DATA SECTION »
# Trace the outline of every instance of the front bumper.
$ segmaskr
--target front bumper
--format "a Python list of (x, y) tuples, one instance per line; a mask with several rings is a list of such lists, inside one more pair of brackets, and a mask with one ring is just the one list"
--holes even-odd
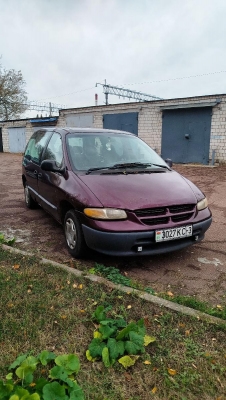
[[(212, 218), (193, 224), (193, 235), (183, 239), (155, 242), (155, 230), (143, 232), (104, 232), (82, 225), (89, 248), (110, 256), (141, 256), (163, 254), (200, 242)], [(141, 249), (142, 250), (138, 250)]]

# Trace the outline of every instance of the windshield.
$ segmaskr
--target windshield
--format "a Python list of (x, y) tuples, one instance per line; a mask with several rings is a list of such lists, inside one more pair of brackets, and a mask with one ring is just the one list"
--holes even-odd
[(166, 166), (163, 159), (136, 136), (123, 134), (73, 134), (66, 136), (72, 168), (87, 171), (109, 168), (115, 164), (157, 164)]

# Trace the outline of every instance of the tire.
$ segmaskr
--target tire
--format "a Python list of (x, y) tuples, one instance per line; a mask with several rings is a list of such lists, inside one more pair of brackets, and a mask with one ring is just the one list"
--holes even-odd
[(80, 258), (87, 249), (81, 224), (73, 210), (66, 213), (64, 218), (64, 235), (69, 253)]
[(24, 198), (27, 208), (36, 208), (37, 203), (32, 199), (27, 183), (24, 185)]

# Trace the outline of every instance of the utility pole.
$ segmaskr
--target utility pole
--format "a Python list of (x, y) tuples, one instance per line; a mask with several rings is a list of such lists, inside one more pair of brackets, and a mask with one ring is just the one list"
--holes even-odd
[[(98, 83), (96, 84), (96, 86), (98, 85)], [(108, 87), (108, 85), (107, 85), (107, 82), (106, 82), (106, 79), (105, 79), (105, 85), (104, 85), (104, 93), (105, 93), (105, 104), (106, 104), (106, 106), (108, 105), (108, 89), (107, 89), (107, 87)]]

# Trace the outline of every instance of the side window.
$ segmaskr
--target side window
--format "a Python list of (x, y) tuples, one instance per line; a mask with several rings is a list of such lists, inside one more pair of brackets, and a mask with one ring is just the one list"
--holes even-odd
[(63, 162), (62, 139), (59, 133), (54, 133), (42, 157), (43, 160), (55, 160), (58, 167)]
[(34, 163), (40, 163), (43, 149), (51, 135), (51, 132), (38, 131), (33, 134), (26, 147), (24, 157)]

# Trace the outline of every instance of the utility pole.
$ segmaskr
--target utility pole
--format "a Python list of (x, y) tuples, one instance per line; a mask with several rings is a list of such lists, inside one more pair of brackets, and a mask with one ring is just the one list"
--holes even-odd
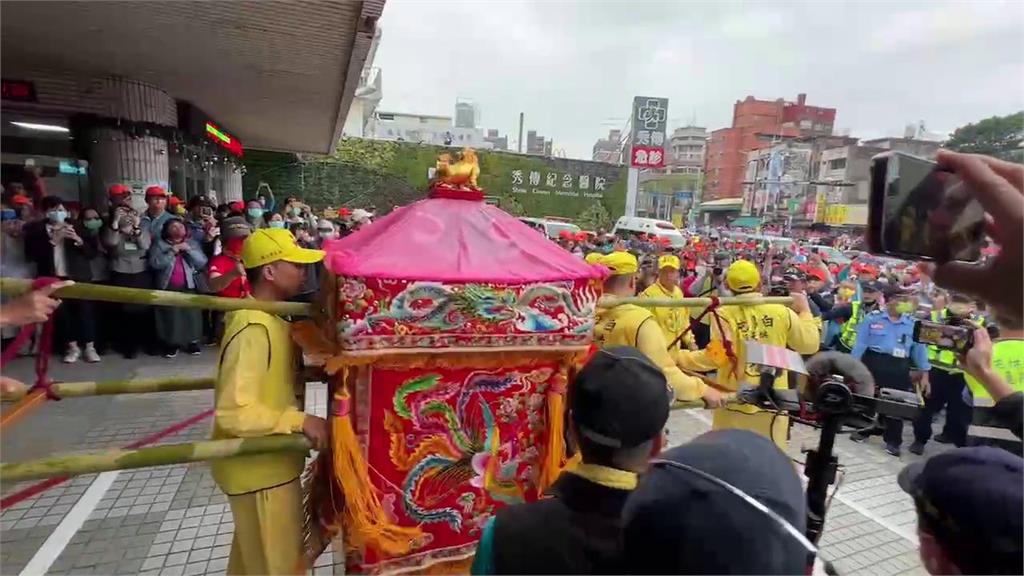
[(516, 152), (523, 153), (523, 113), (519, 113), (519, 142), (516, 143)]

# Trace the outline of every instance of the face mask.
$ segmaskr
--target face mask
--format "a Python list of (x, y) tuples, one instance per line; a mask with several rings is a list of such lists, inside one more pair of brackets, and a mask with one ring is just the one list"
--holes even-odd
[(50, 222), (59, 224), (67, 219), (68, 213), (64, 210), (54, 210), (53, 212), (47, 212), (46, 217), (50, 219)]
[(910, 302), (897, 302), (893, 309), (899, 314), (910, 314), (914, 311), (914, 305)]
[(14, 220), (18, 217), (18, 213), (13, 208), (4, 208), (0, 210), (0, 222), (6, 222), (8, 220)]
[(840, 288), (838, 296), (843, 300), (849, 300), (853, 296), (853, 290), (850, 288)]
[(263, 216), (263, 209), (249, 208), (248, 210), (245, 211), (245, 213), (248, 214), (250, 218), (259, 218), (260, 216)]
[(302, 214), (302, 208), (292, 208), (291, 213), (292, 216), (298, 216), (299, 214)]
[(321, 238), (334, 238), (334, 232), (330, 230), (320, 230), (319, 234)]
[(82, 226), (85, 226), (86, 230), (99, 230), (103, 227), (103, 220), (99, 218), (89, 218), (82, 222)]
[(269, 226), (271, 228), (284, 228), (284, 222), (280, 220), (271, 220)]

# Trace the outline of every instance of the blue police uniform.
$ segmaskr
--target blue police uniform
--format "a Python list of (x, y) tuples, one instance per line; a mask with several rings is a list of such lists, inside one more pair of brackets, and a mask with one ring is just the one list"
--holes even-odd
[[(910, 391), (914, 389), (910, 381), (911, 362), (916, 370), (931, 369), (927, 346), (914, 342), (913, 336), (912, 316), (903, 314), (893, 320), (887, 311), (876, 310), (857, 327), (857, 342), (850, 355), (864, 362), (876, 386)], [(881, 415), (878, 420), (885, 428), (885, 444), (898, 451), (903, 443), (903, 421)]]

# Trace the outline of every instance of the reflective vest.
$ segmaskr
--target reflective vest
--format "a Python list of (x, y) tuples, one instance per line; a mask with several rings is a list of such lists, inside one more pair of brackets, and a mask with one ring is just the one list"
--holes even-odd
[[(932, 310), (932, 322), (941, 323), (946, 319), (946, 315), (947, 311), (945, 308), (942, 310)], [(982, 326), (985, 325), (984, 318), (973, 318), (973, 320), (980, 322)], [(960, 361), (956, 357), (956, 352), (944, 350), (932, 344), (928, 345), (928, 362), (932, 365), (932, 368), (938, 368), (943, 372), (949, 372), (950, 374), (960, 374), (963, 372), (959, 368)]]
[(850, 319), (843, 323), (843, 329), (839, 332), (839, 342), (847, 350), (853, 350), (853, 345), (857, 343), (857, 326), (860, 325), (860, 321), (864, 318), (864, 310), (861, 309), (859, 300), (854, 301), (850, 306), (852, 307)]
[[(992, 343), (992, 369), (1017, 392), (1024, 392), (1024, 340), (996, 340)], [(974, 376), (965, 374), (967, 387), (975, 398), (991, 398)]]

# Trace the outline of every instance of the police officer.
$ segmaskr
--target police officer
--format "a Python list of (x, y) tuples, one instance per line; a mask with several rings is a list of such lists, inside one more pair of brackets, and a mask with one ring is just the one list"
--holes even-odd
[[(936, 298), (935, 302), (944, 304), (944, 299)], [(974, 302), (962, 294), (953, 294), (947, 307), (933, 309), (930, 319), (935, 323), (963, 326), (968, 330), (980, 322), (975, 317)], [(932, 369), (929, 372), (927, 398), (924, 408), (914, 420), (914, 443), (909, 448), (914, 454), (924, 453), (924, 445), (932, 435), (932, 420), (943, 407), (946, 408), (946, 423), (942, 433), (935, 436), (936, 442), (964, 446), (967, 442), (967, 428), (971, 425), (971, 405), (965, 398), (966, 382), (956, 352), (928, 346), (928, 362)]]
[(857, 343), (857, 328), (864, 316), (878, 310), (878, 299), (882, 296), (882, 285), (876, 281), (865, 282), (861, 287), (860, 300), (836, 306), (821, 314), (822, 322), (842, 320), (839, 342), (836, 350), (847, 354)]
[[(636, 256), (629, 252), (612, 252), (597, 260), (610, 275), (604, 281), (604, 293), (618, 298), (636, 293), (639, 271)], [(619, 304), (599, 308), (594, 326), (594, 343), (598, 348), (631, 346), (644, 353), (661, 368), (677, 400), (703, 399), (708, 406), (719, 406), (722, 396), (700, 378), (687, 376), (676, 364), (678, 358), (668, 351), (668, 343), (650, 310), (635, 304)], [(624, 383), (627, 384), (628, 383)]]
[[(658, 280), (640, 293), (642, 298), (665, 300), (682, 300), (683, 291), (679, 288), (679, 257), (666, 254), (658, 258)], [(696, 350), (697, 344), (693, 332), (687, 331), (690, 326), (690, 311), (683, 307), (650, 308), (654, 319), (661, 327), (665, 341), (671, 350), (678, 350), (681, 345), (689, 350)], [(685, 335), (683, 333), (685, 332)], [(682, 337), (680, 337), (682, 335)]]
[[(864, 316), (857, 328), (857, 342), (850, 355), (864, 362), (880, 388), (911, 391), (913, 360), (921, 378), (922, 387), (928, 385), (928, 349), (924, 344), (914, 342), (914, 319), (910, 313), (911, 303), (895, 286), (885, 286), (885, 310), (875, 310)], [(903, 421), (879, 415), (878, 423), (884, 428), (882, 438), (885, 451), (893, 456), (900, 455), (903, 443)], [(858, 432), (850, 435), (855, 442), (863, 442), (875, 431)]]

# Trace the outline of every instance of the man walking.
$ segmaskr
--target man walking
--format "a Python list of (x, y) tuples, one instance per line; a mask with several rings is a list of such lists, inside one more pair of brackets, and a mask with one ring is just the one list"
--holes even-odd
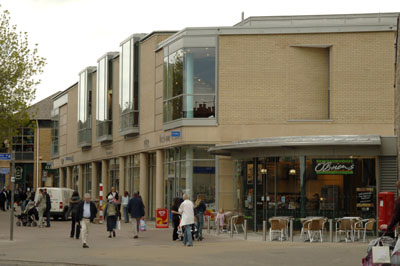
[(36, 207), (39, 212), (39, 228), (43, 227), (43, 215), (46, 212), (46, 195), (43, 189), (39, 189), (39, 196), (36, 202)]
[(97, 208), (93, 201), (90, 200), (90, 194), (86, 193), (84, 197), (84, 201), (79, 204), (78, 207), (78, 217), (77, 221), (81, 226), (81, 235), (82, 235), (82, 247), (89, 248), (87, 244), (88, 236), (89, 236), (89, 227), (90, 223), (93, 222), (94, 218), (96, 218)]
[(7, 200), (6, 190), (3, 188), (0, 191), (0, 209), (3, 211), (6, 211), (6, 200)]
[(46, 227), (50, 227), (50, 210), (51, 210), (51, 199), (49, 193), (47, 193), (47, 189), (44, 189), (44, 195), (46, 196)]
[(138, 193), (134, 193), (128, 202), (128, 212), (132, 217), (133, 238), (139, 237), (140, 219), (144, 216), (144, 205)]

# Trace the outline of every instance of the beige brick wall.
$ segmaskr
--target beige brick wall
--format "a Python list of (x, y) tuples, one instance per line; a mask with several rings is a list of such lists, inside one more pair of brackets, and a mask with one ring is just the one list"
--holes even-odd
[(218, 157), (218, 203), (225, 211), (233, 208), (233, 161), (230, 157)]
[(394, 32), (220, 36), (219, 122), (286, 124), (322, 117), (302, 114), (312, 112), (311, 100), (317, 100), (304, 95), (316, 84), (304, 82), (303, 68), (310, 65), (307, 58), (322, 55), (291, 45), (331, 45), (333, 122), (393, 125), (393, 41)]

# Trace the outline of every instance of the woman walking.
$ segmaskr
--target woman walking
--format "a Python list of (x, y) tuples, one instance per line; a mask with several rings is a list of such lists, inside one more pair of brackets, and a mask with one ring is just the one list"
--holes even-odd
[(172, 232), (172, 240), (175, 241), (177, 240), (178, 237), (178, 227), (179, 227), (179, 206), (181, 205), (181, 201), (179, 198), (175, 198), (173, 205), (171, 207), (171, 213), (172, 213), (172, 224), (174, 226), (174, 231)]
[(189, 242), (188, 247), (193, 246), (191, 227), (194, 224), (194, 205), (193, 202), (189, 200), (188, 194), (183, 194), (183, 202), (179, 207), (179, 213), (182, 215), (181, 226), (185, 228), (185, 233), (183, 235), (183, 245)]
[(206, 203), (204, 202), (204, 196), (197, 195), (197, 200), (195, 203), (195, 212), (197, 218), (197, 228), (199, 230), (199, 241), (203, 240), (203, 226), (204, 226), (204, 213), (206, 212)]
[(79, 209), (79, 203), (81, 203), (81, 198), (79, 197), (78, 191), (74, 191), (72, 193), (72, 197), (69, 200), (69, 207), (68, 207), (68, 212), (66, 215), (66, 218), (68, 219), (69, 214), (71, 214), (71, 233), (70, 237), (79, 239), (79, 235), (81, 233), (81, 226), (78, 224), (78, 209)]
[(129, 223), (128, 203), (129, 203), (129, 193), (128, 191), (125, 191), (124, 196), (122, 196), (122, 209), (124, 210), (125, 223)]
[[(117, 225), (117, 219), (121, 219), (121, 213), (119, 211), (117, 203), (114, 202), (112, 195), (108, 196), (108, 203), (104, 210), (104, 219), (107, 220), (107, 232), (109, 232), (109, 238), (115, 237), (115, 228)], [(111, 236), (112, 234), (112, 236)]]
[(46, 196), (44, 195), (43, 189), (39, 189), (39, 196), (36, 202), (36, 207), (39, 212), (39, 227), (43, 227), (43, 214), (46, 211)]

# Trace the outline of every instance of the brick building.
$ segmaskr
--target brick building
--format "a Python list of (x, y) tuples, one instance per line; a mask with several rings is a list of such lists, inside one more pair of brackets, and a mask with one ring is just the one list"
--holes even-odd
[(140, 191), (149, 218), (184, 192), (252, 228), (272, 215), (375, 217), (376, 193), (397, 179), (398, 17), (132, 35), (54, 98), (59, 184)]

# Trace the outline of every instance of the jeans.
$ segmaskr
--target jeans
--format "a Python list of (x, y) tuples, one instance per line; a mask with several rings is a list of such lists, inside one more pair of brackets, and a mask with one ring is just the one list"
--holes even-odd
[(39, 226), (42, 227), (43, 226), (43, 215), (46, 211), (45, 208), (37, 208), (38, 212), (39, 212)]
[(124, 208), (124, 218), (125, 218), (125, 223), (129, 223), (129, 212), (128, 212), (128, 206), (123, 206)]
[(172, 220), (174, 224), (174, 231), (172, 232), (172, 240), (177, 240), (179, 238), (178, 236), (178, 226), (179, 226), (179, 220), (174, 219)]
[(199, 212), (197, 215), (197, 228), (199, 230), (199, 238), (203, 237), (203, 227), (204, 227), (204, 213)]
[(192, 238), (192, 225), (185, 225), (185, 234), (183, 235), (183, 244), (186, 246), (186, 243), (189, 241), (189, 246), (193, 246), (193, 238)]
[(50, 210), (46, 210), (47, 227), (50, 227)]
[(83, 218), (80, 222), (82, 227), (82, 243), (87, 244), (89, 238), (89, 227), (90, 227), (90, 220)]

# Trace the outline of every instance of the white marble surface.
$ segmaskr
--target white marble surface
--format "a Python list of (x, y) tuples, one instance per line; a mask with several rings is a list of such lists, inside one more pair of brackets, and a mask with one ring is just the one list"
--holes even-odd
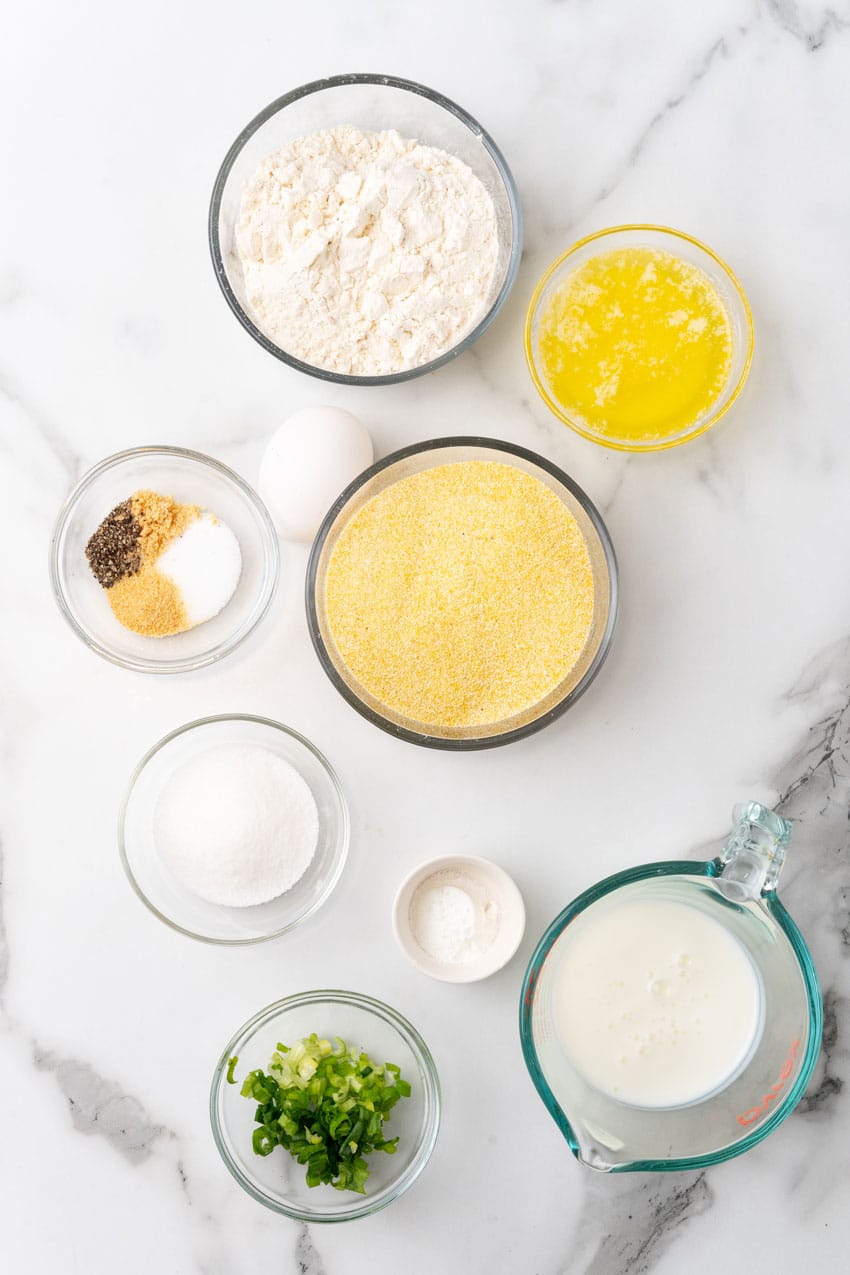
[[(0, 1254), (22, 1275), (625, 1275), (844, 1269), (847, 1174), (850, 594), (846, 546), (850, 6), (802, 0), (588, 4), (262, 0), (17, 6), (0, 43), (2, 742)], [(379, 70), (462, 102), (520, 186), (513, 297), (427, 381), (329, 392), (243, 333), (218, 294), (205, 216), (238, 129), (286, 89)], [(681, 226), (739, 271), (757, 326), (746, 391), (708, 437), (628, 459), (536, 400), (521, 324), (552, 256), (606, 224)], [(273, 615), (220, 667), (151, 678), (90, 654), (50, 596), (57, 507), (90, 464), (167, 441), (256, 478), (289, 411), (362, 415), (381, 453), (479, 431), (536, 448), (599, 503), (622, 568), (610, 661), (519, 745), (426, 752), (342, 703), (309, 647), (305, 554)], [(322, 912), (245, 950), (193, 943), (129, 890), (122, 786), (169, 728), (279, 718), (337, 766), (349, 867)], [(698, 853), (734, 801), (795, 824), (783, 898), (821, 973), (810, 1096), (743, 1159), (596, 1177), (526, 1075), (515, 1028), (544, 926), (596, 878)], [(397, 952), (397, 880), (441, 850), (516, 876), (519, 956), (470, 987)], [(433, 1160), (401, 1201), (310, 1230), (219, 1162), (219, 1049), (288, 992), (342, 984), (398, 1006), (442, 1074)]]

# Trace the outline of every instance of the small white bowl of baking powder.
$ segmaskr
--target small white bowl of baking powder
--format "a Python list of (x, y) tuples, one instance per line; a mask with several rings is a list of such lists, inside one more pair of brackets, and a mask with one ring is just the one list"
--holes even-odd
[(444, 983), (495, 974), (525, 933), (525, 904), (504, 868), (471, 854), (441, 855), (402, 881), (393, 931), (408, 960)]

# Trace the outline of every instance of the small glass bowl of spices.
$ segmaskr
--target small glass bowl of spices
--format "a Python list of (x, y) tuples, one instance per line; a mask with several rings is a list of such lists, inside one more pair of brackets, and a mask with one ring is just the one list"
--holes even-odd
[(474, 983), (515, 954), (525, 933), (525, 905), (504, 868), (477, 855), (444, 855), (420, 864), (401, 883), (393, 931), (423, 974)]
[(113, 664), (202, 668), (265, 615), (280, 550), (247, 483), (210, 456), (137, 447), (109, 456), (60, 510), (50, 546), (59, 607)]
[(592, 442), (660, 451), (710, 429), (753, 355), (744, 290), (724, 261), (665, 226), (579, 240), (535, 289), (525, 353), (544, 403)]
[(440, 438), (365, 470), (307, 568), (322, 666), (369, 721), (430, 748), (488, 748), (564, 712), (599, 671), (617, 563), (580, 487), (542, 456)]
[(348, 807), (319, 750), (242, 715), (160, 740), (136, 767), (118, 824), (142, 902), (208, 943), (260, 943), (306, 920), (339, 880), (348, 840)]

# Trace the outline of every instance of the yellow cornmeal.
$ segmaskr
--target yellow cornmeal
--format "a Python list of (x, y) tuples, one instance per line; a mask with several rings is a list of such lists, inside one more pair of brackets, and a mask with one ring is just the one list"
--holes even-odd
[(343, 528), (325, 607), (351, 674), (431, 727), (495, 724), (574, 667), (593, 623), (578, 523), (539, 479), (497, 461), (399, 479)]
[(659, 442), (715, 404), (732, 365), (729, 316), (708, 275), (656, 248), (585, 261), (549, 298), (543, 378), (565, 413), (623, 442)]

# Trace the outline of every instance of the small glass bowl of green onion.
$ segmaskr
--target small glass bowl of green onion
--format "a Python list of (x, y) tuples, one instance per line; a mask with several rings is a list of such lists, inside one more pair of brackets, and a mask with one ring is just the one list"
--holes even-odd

TASK OBJECTIVE » Above are the entries; copy every line among them that contains the word "bumper".

SOLVED PROBLEM »
# Trace the outline of every instance of the front bumper.
--target front bumper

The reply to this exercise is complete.